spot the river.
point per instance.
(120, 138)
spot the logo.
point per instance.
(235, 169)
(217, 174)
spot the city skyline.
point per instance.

━━━━━━━━

Directions for this task:
Exactly as written, give the line containing "spot the logo." and all remaining lines of the records.

Result of this task:
spot the logo.
point per instance.
(235, 169)
(217, 174)
spot the city skyline.
point per instance.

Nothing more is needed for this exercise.